-------- Data to use
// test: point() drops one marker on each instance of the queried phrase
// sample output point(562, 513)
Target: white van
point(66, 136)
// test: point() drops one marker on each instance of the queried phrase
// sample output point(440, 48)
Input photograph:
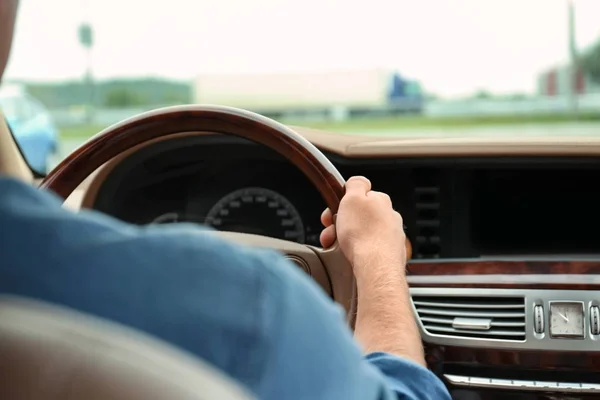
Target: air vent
point(472, 317)
point(426, 242)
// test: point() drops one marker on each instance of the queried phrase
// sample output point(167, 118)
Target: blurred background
point(386, 67)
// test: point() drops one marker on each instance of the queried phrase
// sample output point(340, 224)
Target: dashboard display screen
point(544, 212)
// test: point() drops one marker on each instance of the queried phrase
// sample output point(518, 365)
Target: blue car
point(32, 126)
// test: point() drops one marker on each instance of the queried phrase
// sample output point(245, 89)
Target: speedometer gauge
point(259, 211)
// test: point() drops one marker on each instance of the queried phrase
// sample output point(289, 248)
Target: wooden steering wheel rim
point(118, 138)
point(114, 140)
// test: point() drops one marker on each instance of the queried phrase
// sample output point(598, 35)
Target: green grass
point(388, 124)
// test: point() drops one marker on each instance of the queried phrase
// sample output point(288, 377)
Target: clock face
point(566, 320)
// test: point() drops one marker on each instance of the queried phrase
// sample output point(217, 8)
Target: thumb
point(358, 185)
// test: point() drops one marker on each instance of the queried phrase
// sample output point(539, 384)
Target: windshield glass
point(404, 68)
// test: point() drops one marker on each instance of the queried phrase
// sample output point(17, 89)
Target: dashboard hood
point(578, 140)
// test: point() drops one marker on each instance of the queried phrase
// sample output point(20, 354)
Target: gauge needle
point(564, 317)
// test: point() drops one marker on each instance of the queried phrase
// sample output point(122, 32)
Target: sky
point(453, 47)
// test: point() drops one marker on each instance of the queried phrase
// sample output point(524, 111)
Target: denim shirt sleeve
point(250, 313)
point(314, 356)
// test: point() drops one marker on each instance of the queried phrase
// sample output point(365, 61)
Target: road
point(558, 129)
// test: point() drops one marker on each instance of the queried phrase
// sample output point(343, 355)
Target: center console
point(511, 307)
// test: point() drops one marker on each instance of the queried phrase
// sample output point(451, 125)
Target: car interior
point(504, 268)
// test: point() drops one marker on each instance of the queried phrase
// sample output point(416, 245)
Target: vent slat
point(455, 312)
point(453, 304)
point(491, 332)
point(448, 321)
point(505, 316)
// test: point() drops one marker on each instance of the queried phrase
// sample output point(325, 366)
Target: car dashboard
point(505, 247)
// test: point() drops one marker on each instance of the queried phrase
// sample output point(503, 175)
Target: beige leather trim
point(360, 146)
point(11, 162)
point(51, 352)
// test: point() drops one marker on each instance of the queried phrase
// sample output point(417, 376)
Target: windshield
point(393, 67)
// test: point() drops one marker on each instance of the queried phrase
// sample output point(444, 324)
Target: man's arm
point(314, 356)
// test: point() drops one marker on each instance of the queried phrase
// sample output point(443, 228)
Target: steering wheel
point(328, 267)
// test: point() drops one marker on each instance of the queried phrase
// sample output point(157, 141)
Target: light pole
point(574, 58)
point(86, 39)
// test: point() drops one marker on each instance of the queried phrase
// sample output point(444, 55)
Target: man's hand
point(371, 235)
point(366, 225)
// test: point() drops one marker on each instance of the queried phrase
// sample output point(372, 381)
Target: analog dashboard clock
point(567, 320)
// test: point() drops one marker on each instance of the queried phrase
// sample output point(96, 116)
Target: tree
point(122, 97)
point(590, 62)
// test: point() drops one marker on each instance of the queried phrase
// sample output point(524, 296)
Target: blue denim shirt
point(249, 312)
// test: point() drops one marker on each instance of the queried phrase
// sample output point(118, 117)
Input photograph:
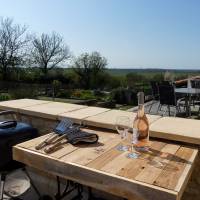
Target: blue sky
point(129, 33)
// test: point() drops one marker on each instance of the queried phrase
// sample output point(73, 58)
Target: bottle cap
point(140, 96)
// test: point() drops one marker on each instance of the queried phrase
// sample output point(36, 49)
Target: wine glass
point(122, 126)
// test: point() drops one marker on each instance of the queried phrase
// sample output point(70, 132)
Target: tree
point(13, 40)
point(88, 67)
point(49, 51)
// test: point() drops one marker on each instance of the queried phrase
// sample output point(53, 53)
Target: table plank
point(50, 110)
point(20, 103)
point(136, 166)
point(171, 173)
point(113, 184)
point(108, 119)
point(178, 129)
point(78, 116)
point(86, 154)
point(155, 166)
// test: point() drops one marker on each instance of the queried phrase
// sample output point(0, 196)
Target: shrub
point(4, 97)
point(124, 96)
point(23, 92)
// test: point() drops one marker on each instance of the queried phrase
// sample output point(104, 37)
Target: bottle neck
----------------
Required action ▸
The answer should consist of every line above, exact and free of images.

Your response ▸
// test: point() drops one marker on each instance of the queried phrase
// sample output point(562, 513)
Target: white van
point(66, 136)
// test: point() drops one marker on each instance of the queried phrase
// sample output point(440, 48)
Input photograph:
Target: air vent
point(472, 317)
point(426, 242)
// test: point() drops one marker on each instance of the queried phrase
// sample output point(167, 118)
Target: blurred background
point(386, 67)
// test: point() drops one marker on each instance of the queried phrase
// sample output point(340, 224)
Target: dashboard display screen
point(544, 212)
// test: point() drops one marker on each instance of the queried phrase
// sample output point(518, 365)
Target: blue car
point(32, 126)
// test: point() drops one marker on each instance of the queried phrase
// sample output point(245, 89)
Target: speedometer gauge
point(259, 211)
// test: point() drops one marker on each instance of the queried phrase
// sample output point(289, 248)
Target: wooden steering wheel rim
point(118, 138)
point(114, 140)
// test: point() drops one marker on each instance of the queried phrase
// sample output point(598, 35)
Target: green grass
point(388, 124)
// test: point() drops one marker on each instance of the queried phrase
// sample output point(288, 377)
Target: clock face
point(566, 320)
// test: point() drops one marker on each instance of the queried phrase
// sample output point(217, 8)
Target: thumb
point(358, 185)
// test: point() drops one marker on each instance of the queried phrase
// sample output point(539, 384)
Target: windshield glass
point(404, 68)
// test: point() drops one marker on each instance of the queried phrase
// sample output point(17, 89)
Target: dashboard hood
point(578, 140)
// test: point() drops one marker on each instance of the queried phrase
// sample output point(20, 354)
Target: gauge needle
point(564, 317)
// test: point() drops one marker on each instance of the queried phrase
// sample output point(122, 32)
Target: sky
point(453, 47)
// test: point() drops one marker on each instance of the queried phrase
// sample output point(524, 111)
Target: denim shirt sleeve
point(250, 313)
point(314, 356)
// test: point() drops one marker on each instance of the queried phrase
// sample output point(365, 61)
Target: road
point(558, 129)
// test: point() drops one marker on each instance of the queried phrase
// sample output point(343, 355)
Target: center console
point(511, 307)
// test: point() drops one marker on each instance of the queried phrase
// sample output point(451, 125)
Target: car interior
point(504, 268)
// test: point() drops one marker on each instance of the queried phrase
// sample output point(416, 245)
Target: vent slat
point(455, 312)
point(453, 304)
point(491, 332)
point(448, 321)
point(505, 316)
// test: point() drops one marker on each instance of the queried phrase
// sample output point(325, 366)
Target: car dashboard
point(505, 247)
// test: point() drops one marker on each instance of the queried phrase
// sample output point(503, 175)
Target: beige leather trim
point(360, 146)
point(11, 162)
point(51, 352)
// test: point() drops one marker on each instance of the queried phrase
// sample output point(417, 376)
Target: windshield
point(393, 67)
// test: point() drops one marker on each instance of the queried phrase
// sample output point(444, 324)
Target: man's arm
point(314, 356)
// test: point() drops one marker on each instance of the queried phrase
// sample output point(443, 228)
Target: steering wheel
point(328, 267)
// test: point() drops one marker on each instance of the queried phrase
// sample output point(157, 141)
Target: light pole
point(574, 58)
point(86, 39)
// test: point() drops one marker on each instance of the queried phrase
// sample output point(444, 55)
Target: man's hand
point(371, 235)
point(366, 225)
// test: point() drops one marker on each instance of the queried phrase
// sample output point(372, 381)
Target: analog dashboard clock
point(567, 320)
// test: point() drops one marker on each instance of the queried phrase
// sample output point(96, 116)
Target: tree
point(122, 97)
point(590, 62)
// test: point() drops one marker on each instance of the queried phrase
// sample output point(524, 296)
Target: blue denim shirt
point(249, 312)
// test: point() drops one marker on each instance of the queried phrase
// sample output point(118, 117)
Input photograph:
Target: blue sky
point(129, 33)
// test: point() drops one marker on each instance of the queried phrase
// sample output point(73, 58)
Target: bottle cap
point(140, 96)
// test: point() drops one marker on each instance of the queried phrase
// sample output point(36, 49)
Target: wine glass
point(122, 126)
// test: point() drops one marker on each instance of the queried phrase
// sample output point(70, 132)
Target: tree
point(13, 40)
point(88, 67)
point(49, 51)
// test: point() drops one marker on each instance of the queried phrase
// sample output point(53, 53)
Target: table plank
point(50, 110)
point(20, 103)
point(136, 166)
point(171, 173)
point(113, 184)
point(108, 119)
point(178, 129)
point(78, 116)
point(86, 154)
point(155, 166)
// test: point() drops one marker on each instance of the queried phrase
// sample output point(0, 196)
Target: shrub
point(4, 97)
point(124, 96)
point(23, 92)
// test: point() drops one marker on each instance of the queried phrase
// sample output point(104, 37)
Target: bottle neck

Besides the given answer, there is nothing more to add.